AIM OF THE TASK: Transcribe, exactly as they appear, only the lines from the one holding "flooring in the photo above." through the end of the entries below.
[START DATASET ROWS]
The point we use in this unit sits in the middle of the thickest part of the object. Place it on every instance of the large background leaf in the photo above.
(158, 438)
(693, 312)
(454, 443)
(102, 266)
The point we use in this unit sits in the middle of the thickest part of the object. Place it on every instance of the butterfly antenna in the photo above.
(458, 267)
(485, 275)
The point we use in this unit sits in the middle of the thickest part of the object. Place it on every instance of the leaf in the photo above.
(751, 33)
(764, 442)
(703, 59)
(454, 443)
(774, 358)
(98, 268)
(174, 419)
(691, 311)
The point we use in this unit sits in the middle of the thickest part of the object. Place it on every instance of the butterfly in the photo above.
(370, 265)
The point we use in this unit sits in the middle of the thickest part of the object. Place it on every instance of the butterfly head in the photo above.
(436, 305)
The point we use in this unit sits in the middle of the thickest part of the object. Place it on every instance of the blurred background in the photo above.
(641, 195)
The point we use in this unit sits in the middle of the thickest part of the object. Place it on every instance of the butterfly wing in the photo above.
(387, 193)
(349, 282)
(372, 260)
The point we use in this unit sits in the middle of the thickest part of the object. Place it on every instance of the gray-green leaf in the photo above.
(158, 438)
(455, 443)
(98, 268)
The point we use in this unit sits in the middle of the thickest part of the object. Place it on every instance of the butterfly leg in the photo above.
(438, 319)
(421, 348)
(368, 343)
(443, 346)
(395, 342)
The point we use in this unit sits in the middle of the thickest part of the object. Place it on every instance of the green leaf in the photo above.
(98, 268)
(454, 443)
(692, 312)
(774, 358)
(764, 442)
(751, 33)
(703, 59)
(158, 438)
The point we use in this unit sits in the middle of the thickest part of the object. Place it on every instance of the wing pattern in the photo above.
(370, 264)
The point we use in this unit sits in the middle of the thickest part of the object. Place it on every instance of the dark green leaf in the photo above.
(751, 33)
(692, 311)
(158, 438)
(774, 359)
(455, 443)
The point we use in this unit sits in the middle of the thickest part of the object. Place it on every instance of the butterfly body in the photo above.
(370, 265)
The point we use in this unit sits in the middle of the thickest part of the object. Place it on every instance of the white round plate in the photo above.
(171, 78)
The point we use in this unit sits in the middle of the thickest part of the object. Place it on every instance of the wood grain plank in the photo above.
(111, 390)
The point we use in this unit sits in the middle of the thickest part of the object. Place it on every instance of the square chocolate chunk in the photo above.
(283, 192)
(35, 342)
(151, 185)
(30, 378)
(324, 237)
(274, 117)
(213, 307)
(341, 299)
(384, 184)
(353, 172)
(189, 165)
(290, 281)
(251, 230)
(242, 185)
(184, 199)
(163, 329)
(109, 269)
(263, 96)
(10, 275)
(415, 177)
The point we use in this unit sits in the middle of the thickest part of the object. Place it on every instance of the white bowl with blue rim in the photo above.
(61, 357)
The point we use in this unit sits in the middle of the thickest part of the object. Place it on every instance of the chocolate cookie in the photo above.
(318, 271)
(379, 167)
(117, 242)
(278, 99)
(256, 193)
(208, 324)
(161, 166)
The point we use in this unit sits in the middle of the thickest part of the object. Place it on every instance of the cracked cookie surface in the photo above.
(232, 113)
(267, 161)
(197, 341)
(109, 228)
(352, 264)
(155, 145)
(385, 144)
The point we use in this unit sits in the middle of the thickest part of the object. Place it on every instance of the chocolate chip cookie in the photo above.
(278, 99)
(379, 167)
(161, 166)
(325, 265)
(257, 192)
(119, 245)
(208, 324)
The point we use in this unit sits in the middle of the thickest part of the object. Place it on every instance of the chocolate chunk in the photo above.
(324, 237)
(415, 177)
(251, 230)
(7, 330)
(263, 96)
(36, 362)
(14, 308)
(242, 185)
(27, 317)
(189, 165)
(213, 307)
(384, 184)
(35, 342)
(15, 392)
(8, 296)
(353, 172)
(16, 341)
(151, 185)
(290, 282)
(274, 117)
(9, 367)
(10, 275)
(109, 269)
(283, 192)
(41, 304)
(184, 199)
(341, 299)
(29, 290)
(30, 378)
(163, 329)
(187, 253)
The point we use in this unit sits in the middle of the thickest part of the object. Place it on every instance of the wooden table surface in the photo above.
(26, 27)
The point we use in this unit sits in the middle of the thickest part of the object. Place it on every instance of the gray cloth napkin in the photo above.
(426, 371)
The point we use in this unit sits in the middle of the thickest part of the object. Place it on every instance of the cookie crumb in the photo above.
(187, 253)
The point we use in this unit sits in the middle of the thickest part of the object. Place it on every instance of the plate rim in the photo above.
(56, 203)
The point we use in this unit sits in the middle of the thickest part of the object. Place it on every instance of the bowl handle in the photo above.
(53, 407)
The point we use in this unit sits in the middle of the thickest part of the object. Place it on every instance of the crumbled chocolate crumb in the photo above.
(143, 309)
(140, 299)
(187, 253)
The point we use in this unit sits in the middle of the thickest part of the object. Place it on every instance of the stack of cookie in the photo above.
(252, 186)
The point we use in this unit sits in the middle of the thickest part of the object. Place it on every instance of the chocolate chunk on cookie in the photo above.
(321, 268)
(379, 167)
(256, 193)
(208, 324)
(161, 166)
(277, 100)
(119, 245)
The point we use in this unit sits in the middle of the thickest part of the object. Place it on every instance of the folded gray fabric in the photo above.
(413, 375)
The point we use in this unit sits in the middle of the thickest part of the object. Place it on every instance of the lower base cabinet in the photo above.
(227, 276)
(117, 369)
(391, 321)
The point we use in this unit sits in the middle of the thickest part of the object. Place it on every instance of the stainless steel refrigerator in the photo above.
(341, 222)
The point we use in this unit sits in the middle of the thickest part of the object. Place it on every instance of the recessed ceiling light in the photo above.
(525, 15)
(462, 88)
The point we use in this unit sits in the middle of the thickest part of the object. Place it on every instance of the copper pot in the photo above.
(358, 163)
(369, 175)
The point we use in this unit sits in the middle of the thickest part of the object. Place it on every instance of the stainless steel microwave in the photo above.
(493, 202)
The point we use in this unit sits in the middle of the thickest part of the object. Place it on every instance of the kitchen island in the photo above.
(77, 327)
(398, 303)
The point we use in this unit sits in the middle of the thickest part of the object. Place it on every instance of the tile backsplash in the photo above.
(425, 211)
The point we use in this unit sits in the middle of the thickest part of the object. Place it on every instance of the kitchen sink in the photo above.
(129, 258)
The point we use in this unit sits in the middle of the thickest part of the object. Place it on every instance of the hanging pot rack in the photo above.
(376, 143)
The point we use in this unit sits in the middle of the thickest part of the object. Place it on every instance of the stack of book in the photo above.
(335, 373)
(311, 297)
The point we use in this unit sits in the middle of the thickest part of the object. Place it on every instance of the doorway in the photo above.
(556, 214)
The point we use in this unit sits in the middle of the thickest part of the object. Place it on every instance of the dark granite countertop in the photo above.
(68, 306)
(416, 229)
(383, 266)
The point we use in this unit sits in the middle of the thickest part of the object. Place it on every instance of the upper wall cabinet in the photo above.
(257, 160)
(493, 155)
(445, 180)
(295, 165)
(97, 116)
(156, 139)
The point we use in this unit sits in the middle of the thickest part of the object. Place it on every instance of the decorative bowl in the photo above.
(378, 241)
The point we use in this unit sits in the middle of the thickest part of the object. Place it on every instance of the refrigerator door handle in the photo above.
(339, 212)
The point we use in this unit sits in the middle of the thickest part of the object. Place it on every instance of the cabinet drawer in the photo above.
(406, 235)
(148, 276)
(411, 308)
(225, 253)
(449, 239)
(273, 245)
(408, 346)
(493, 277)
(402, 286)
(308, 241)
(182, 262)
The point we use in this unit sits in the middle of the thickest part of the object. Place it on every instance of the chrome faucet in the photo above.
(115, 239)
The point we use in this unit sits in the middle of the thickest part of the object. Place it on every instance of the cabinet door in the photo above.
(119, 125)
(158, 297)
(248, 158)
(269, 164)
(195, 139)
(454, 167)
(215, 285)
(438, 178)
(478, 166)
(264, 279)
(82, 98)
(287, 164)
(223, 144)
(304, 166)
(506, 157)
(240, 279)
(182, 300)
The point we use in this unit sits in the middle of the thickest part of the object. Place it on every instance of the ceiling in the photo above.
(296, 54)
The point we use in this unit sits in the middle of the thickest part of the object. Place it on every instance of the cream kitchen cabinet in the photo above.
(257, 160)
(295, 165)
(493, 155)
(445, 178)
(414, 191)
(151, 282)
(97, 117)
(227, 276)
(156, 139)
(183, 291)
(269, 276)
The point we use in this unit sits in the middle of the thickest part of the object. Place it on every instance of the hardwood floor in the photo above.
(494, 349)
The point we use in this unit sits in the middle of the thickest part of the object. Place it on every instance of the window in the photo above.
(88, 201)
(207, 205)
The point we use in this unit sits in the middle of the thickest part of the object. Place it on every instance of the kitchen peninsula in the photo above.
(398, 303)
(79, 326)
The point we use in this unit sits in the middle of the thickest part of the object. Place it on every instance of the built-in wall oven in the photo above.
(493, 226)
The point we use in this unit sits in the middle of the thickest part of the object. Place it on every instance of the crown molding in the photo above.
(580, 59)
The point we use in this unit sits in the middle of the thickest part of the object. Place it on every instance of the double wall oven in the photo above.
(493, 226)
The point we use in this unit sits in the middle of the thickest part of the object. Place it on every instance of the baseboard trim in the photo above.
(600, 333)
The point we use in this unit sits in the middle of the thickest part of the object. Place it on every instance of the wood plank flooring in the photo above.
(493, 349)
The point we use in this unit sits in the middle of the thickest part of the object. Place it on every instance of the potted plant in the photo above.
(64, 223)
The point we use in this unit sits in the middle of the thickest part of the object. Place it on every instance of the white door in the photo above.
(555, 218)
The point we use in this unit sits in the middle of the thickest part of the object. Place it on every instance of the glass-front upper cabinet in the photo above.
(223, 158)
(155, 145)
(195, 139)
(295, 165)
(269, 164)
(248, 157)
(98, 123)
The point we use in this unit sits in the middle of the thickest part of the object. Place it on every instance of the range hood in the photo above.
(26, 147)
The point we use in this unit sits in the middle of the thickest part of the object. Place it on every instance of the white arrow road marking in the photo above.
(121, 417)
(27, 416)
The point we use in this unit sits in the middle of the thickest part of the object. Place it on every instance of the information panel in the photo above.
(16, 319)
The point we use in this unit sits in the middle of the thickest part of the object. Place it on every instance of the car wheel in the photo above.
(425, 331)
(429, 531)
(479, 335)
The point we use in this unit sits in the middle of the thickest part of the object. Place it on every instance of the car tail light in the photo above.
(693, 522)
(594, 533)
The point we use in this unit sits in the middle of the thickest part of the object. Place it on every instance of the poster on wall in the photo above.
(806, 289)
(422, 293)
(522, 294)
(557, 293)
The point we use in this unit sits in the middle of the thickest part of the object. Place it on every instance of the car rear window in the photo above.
[END DATASET ROWS]
ANSWER TO THE EXERCISE:
The point we use in this unit sits in the middle of the thickest part of the object. Place it on every instance of the wood plank flooring in the photo above.
(493, 349)
The point we use in this unit sits in the middle of the thickest part of the object. Place it on every instance of the potted plant in the photo above.
(64, 223)
The point we use in this unit sits in the middle of the thickest part of the object. Place it on every instance of the white door in the photo above.
(555, 218)
The point we use in this unit sits in the middle of the thickest part of the object. Place it on every instance of the glass-front upper cabinet in the photo above.
(223, 158)
(155, 145)
(195, 139)
(295, 165)
(269, 164)
(248, 157)
(98, 123)
The point we use in this unit sits in the middle of the thickest part of the object. Place it on every instance of the range hood in the photo above.
(26, 147)
The point we use in this unit sits in the middle of the thickest part of the object. Place it on every instance of the white arrow road marking in the photo above.
(121, 417)
(27, 416)
The point we use in this unit sits in the middle of the thickest part of the object. Place it on every instance of the information panel in the photo above.
(16, 319)
The point we use in this unit sits in the middle of the thickest part of the object. Place it on every instance of the car wheel in the photo above.
(425, 331)
(429, 531)
(479, 335)
The point we use in this unit sits in the middle of the thickest part of the object. Place it on every instance of the car tail light in the photo above.
(693, 522)
(594, 533)
The point we use in this unit sits in the middle of the thickest part of the object. Place it on every instance of the poster on wall in the photo above.
(806, 289)
(422, 293)
(522, 294)
(557, 293)
The point we use in this unit sits in the middle of the thickest part of the object. Place it on every instance of the car rear window in the photo above.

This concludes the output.